## Description of the task
Quote every line below exactly and skip any picture.

Point localization data
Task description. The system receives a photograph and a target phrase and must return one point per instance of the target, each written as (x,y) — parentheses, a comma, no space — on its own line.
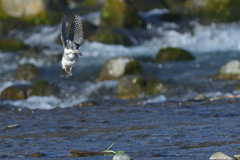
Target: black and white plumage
(71,44)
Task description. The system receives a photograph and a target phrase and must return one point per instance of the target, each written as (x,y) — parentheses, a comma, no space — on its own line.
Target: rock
(207,10)
(237,156)
(144,5)
(154,87)
(130,87)
(111,36)
(12,45)
(200,97)
(122,156)
(231,70)
(15,92)
(15,8)
(117,67)
(26,72)
(37,154)
(120,13)
(220,156)
(221,10)
(172,54)
(14,126)
(41,88)
(30,53)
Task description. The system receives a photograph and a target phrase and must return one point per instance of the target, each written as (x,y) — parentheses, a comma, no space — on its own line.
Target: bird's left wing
(76,31)
(63,31)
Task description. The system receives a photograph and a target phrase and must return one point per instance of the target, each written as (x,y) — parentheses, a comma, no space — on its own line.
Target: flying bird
(71,43)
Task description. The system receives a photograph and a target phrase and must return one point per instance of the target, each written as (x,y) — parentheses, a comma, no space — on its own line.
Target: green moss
(222,10)
(173,54)
(11,45)
(154,86)
(110,36)
(133,67)
(119,13)
(41,88)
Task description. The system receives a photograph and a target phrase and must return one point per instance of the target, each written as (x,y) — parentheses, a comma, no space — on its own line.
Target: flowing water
(167,126)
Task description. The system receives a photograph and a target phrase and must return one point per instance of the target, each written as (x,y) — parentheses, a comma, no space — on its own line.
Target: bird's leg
(70,71)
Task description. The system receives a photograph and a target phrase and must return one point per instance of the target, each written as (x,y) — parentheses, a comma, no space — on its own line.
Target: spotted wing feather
(76,31)
(63,31)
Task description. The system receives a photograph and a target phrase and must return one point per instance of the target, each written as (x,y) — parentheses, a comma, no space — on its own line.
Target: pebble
(221,156)
(122,156)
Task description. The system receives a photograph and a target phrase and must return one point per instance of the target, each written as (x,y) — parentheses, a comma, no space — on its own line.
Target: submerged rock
(154,87)
(130,87)
(134,86)
(173,54)
(17,92)
(12,45)
(120,13)
(26,72)
(117,67)
(37,154)
(221,156)
(122,156)
(231,70)
(41,88)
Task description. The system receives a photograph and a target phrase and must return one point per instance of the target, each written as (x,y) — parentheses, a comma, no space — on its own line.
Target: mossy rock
(173,54)
(115,68)
(144,5)
(154,87)
(231,70)
(130,87)
(111,36)
(222,10)
(41,88)
(15,92)
(26,72)
(12,45)
(120,13)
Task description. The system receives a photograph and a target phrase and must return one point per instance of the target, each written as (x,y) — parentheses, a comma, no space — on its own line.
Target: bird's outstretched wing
(63,31)
(76,31)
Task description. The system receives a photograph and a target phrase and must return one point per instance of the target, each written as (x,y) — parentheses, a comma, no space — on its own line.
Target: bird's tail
(63,73)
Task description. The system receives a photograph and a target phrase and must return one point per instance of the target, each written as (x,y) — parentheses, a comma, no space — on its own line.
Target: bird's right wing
(63,31)
(76,31)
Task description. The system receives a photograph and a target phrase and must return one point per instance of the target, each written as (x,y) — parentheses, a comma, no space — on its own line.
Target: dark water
(171,130)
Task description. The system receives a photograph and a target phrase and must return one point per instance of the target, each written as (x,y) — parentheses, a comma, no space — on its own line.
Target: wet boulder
(231,70)
(120,13)
(26,72)
(111,36)
(41,88)
(11,45)
(30,54)
(17,92)
(221,10)
(207,10)
(220,155)
(154,86)
(115,68)
(173,54)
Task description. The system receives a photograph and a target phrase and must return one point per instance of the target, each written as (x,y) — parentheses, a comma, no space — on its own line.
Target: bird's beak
(79,53)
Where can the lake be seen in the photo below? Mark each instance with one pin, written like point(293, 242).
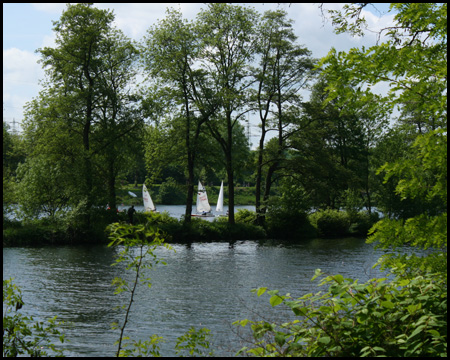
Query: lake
point(202, 285)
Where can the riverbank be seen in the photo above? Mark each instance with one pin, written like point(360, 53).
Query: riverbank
point(292, 227)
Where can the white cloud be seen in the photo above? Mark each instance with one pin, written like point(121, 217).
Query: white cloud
point(21, 74)
point(51, 8)
point(20, 66)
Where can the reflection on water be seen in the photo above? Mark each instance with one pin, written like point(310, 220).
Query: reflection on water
point(204, 285)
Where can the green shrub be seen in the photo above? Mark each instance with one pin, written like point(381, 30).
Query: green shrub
point(22, 335)
point(330, 223)
point(245, 216)
point(361, 222)
point(402, 318)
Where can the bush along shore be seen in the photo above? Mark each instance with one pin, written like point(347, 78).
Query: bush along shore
point(293, 227)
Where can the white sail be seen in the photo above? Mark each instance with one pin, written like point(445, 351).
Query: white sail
point(219, 207)
point(202, 199)
point(148, 203)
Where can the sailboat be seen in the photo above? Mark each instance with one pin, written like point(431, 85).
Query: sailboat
point(219, 206)
point(148, 203)
point(203, 207)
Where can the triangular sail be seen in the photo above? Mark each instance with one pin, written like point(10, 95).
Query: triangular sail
point(202, 199)
point(219, 207)
point(148, 203)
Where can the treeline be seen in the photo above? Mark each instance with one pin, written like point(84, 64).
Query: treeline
point(92, 126)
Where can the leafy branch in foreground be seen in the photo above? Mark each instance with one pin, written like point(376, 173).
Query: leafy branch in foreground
point(21, 334)
point(145, 239)
point(404, 317)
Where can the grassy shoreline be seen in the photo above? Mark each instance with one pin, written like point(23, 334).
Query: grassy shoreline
point(291, 227)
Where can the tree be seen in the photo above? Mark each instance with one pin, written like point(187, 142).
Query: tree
point(171, 48)
point(227, 36)
point(282, 72)
point(85, 116)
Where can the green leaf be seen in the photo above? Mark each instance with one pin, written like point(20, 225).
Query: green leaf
point(388, 304)
point(261, 291)
point(325, 340)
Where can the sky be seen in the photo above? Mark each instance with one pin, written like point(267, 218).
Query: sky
point(28, 26)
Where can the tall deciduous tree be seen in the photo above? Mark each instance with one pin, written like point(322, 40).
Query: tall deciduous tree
point(171, 49)
point(85, 111)
point(413, 60)
point(282, 71)
point(227, 34)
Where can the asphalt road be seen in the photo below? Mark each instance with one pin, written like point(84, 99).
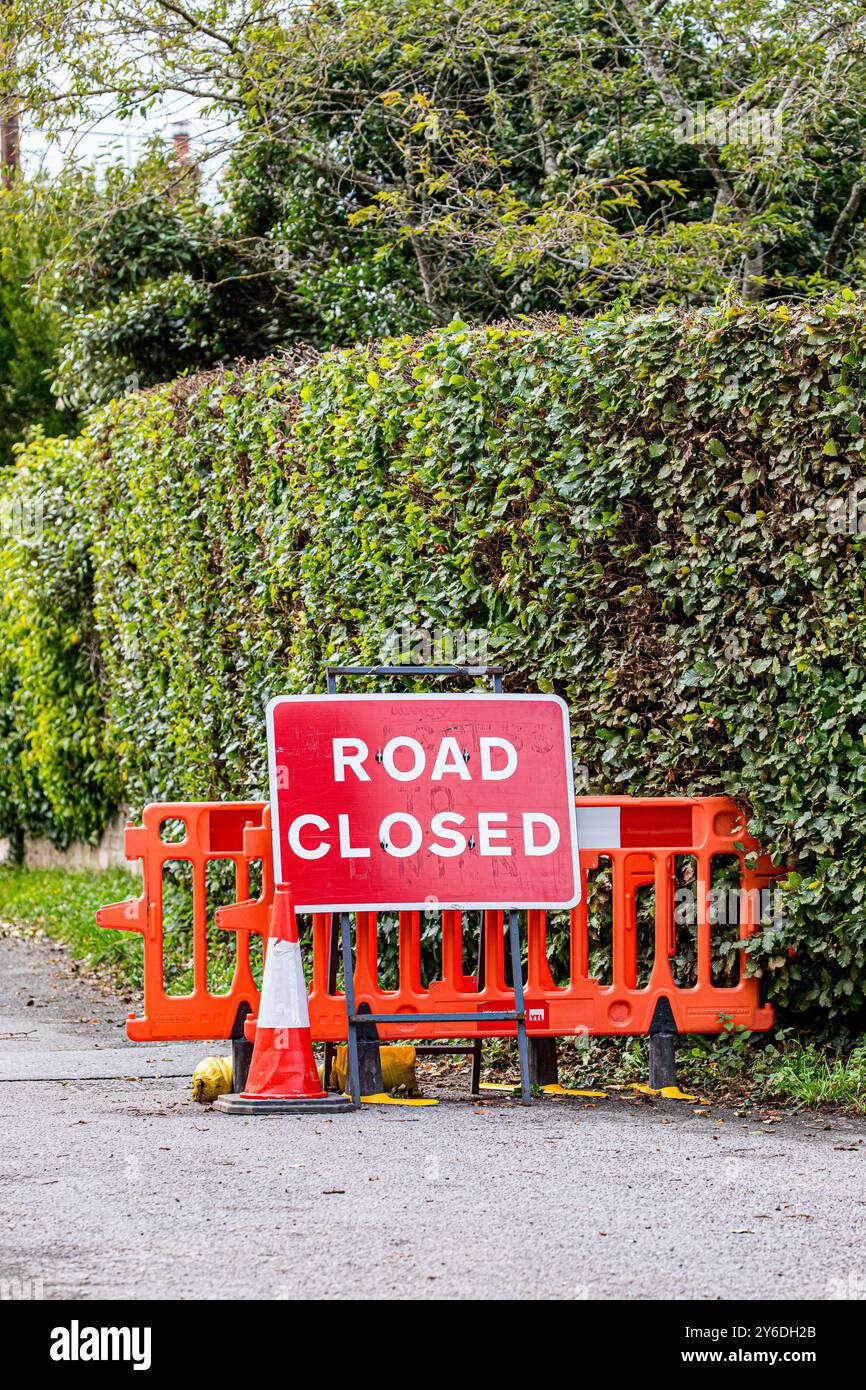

## Written solution
Task description. The system receives a photograph and a target phrase and must return one point per instance of the target, each written as (x,y) — parentheses, a comma, no space — on its own line.
Target: black and white plumage
(71,44)
Task description. The system receives a photograph and a target phrase and must return one point per instance of the target, each written as (x,y) — parentheses, a comma, no space — on its own line.
Target: rock
(207,10)
(237,156)
(144,5)
(154,87)
(130,87)
(111,36)
(12,45)
(200,97)
(122,156)
(231,70)
(15,92)
(15,8)
(117,67)
(26,72)
(37,154)
(120,13)
(220,156)
(221,10)
(172,54)
(14,126)
(41,88)
(30,53)
Task description. The system receives a photograph and a target phrase and must return one point per instance of the target, each written as (x,y) — parentheses, a comma, no space — on its own line.
Target: bird's left wing
(76,31)
(63,31)
Task description. The system receives a photograph and a target phrase and must return one point per instance of the target, each written as (x,y) — parentheses, a comma, no space — on its own line.
Target: flying bird
(71,43)
Task description. The system receives a photograph and a target phrase and must return one point per instance of the target, each written as (x,y) — parentheses, a comma, no space — on its own line.
Target: green moss
(222,10)
(173,54)
(11,45)
(154,86)
(110,36)
(133,67)
(119,13)
(41,88)
Task description. The system receives a photograph and a target phrase and must return one point per instance of the target, each written as (x,y) — parentheses, a comma, no space — on its own line.
Target: flowing water
(167,126)
Task description. The system receives a photograph and a target phrase and must return one point per instance of the target, each written as (x,y) — parentheses, a comma, no space — on its own line.
Target: bird's leg
(70,71)
Task description. The system receives a photograph and a target phrase and must return one point per instance of the target, each written as (x,y) — parentheses, a comma, no space — on its own line.
Target: spotted wing feather
(76,31)
(63,31)
Task description. The system receives a photograph and a target phrase and must return one point per instance of the target, each written as (x,y) — parentheses, a comma, no space — on its own line.
Target: pebble
(221,156)
(122,156)
Task description. The system receives a photograph and a target phrase and must return one point per instance of the target, each written as (x,y) — parentheses, a comma, no space — on its own line.
Target: submerged rock
(154,87)
(130,87)
(134,86)
(173,54)
(17,92)
(12,45)
(120,13)
(26,72)
(117,67)
(37,154)
(221,156)
(122,156)
(231,70)
(41,88)
Task description. The system receives a photograph and a target phrase and must return one point per instance of the target, each written as (x,y) — parentheses, a comma, no space — on its own line.
Target: mossy rock
(173,54)
(115,68)
(144,5)
(154,87)
(231,70)
(130,87)
(111,36)
(222,10)
(41,88)
(15,92)
(26,72)
(12,45)
(120,13)
Task description. The system receives a photograph and a target phrase and must return one point per instance of the target, each written as (x,y) — parentheses, a comma, no space — on its own line.
Target: bird's outstretched wing
(63,31)
(76,31)
Task description. The system receives a photograph and a target phrase and must return one point per instance of the target, each written as (x,y) — parentheses, a comma, no space — on its own line.
Target: bird's tail
(63,73)
Task description. The system receives a photograph and a target phrase and must return one point per instance of the target, each written as (x,y) — parentheses, a comma, no space — on its own line.
Target: bird's right wing
(63,31)
(76,31)
Task description. The system receives a photograph and a target phrase and must return one point per instance of the target, each written as (x,y) — parentheses, a comma, no space — on its own line.
Target: dark water
(171,130)
Task description. The system receives a photograph and a target phrase and must return one point per instance of the target, each written as (x,y) — parentheses, a comma, no space — on its own line.
Target: wet boulder
(231,70)
(120,13)
(26,72)
(111,36)
(41,88)
(11,45)
(30,54)
(17,92)
(221,10)
(207,10)
(220,155)
(154,86)
(115,68)
(173,54)
Task description. The system receives a photograph and a target phrase and must return one point per instance of the target, each written as (x,y) — parentheses, a comma, no space — on its own line.
Target: bird's beak
(79,53)
Where can the lake be seen in the photo below? Mark each instance with one pin, written like point(293, 242).
Query: lake
point(202, 285)
Where can the riverbank be seen in the photo above? Mark each instance with one pin, written like point(360, 53).
Query: riverbank
point(292, 227)
Where can the white cloud be seen in the photo above? Mark each instance with one pin, written like point(121, 217).
Query: white cloud
point(21, 74)
point(51, 8)
point(20, 66)
Where can the reflection on water be seen in the photo above? Mark each instance with one pin, written like point(310, 220).
Query: reflection on water
point(204, 285)
Where can the green shrub be seen in the photo above? Mark each instance with one pin, written like point(381, 30).
Query: green shrub
point(22, 335)
point(330, 223)
point(245, 216)
point(361, 222)
point(402, 318)
Where can the bush along shore be seen in the photo above? Mark each instance with one pin, written like point(347, 78).
Query: bush along shore
point(293, 227)
Where can the white sail be seen in the photo above? Mark each instance with one pin, written like point(445, 351).
Query: white sail
point(219, 207)
point(202, 199)
point(148, 203)
Where can the sailboat be seen in the photo above? Mark each instance with one pin, written like point(431, 85).
Query: sailboat
point(219, 206)
point(148, 203)
point(203, 207)
Where can the triangular sail be seen in the photo above? Mark each instance with one pin, written like point(10, 95).
Query: triangular sail
point(202, 199)
point(219, 207)
point(148, 203)
Where can the treeline be seen in the photo above? Mark each instance with one pin, written like point(84, 64).
Query: treeline
point(92, 126)
Where can the leafy branch in foreground be seen in the photo above? Mark each instance with one pin, written like point(376, 173).
Query: leafy branch in foreground
point(21, 334)
point(145, 239)
point(404, 317)
Where can the grassy shoreline be seen in the photo above? Mark each instance with one pin, written like point(23, 334).
Query: grassy shoreline
point(291, 227)
Where can the tree be seen in the photo above? Mark each instance with one pin, written like point(187, 142).
Query: tree
point(171, 48)
point(227, 36)
point(282, 72)
point(85, 116)
Where can the green leaf be seen in the photo above? Mark each instance with one pin, written like point(20, 225).
Query: green leaf
point(388, 304)
point(261, 291)
point(325, 340)
Where can the sky be seen in the photo above? Mark each instance with one pin, written like point(267, 218).
Query: sky
point(28, 26)
Where can the tall deciduous tree be seen in the photo above? Mark each instance with one pin, written like point(322, 40).
Query: tall deciduous tree
point(171, 49)
point(85, 111)
point(413, 60)
point(282, 71)
point(227, 34)
Where can the asphalt road be seen in the photo below? Mark each instance with one pin, written like point(84, 99).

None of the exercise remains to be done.